Rows from a dataset:
-*-*-

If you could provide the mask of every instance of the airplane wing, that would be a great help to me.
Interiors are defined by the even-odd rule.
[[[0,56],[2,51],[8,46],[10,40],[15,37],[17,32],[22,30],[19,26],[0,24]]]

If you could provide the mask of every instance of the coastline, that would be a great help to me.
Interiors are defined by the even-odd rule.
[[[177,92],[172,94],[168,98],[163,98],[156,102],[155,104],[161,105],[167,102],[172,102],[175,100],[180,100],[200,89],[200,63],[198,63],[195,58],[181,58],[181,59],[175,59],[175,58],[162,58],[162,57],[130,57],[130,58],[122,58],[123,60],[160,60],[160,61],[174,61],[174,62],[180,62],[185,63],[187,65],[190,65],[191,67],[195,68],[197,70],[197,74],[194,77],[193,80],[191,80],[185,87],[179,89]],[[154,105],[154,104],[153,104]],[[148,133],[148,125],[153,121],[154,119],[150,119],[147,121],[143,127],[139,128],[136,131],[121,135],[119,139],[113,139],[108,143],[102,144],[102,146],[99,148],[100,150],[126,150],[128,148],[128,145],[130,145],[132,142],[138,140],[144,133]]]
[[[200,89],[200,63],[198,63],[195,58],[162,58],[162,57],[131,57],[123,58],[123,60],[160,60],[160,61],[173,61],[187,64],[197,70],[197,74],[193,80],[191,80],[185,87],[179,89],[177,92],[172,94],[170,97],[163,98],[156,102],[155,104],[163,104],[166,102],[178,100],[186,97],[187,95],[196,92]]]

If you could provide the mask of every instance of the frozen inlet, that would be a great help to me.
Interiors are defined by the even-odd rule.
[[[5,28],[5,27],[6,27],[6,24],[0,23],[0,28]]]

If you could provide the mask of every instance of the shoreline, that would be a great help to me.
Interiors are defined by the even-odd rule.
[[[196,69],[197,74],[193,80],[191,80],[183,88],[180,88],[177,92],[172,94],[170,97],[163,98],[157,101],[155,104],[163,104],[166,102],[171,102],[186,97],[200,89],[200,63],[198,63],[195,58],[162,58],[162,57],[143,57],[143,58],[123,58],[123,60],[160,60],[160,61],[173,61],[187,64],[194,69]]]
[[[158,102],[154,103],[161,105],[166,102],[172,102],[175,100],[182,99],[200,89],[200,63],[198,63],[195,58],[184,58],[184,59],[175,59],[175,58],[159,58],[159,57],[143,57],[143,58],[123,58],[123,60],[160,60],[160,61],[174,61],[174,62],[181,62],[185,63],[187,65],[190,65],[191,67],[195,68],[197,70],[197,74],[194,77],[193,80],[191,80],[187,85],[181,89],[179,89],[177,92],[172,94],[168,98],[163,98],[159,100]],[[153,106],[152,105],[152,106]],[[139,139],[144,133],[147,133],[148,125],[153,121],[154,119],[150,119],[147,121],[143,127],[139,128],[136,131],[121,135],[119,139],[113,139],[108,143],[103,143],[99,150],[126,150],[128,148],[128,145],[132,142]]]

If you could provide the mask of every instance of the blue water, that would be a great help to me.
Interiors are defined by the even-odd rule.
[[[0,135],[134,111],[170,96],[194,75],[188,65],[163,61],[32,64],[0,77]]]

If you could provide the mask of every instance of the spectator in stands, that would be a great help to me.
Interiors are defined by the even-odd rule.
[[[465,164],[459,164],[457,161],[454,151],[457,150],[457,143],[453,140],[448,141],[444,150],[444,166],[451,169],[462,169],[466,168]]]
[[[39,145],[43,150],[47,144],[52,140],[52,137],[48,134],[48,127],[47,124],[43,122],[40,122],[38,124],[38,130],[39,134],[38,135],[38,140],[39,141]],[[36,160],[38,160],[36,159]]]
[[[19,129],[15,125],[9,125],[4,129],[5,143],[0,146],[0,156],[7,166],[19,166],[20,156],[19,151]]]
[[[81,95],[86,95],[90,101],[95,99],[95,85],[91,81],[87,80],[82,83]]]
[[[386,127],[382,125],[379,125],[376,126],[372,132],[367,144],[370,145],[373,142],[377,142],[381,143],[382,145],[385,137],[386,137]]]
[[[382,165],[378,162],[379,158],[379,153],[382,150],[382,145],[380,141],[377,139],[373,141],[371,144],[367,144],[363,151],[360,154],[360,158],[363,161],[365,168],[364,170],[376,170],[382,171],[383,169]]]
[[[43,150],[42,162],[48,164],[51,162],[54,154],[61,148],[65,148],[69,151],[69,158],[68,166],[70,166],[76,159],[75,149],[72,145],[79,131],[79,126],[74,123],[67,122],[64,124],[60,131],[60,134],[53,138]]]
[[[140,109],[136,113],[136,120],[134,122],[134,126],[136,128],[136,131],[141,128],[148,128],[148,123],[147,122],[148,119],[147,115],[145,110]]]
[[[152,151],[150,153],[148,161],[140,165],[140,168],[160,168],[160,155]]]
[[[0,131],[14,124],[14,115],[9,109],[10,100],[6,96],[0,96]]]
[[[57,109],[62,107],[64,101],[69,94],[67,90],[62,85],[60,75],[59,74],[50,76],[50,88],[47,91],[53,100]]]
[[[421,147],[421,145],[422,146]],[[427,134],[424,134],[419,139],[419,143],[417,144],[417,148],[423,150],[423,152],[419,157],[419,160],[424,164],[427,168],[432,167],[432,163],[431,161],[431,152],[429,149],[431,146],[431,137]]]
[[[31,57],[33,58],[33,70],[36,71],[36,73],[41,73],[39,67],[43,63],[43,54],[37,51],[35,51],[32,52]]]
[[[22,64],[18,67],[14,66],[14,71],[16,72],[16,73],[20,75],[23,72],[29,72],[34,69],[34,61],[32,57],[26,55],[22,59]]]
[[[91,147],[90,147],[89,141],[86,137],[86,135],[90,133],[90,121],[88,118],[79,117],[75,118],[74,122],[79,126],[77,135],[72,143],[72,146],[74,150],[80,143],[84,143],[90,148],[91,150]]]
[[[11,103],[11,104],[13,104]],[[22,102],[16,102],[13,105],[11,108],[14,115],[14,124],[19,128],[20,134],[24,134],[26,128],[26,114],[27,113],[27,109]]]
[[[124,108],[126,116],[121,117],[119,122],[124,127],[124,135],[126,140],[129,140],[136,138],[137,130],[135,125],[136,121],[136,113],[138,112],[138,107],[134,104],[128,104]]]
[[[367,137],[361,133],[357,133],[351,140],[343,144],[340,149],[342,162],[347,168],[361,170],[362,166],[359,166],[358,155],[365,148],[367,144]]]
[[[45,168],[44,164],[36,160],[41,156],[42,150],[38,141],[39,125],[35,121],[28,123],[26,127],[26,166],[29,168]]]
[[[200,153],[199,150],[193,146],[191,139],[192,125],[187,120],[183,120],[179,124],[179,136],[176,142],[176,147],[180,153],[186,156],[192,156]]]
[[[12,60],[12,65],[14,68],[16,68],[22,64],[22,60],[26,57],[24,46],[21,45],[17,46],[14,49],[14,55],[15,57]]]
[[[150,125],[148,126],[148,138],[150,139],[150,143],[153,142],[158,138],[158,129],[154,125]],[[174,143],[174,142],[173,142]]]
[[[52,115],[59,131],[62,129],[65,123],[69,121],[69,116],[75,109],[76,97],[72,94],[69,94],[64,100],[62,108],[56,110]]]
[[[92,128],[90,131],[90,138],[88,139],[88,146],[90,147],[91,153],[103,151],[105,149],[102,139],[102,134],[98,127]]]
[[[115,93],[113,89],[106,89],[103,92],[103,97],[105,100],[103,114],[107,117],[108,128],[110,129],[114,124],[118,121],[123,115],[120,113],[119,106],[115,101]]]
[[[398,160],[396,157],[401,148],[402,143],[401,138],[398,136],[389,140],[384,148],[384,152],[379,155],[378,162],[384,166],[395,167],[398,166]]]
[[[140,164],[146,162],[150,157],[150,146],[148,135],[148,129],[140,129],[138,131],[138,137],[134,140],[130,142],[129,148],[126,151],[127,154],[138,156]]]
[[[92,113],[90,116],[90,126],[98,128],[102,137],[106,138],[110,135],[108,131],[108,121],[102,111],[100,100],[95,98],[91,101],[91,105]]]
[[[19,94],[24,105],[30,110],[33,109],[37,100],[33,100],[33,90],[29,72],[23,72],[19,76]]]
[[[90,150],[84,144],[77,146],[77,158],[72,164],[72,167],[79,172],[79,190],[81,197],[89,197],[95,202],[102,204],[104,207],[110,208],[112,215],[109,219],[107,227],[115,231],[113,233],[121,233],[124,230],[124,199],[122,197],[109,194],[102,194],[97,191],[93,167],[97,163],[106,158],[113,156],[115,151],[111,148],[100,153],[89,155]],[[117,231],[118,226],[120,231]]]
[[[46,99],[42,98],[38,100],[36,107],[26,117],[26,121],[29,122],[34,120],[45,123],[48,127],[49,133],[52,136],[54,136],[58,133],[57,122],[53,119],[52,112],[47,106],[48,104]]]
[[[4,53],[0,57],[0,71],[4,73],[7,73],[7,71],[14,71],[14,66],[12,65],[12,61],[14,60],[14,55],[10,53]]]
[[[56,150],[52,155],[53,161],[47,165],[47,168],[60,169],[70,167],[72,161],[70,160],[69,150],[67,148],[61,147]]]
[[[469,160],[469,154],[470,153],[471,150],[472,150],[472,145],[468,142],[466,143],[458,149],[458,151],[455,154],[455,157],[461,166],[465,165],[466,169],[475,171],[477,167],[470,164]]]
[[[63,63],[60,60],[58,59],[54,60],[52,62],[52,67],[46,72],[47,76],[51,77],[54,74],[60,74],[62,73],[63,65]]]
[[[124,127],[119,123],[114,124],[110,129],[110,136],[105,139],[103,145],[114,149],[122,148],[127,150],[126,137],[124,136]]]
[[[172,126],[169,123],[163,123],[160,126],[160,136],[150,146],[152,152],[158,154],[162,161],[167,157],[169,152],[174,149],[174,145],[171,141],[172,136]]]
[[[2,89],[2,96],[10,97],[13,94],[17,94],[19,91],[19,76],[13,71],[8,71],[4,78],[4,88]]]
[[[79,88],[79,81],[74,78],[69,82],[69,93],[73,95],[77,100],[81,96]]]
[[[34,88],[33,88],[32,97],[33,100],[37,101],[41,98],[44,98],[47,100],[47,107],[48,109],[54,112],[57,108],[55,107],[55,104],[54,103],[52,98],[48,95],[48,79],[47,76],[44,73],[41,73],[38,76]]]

-*-*-

● Task description
Determine how many lines in the items above contain the word "would". Reply with that number alone.

● Correct response
6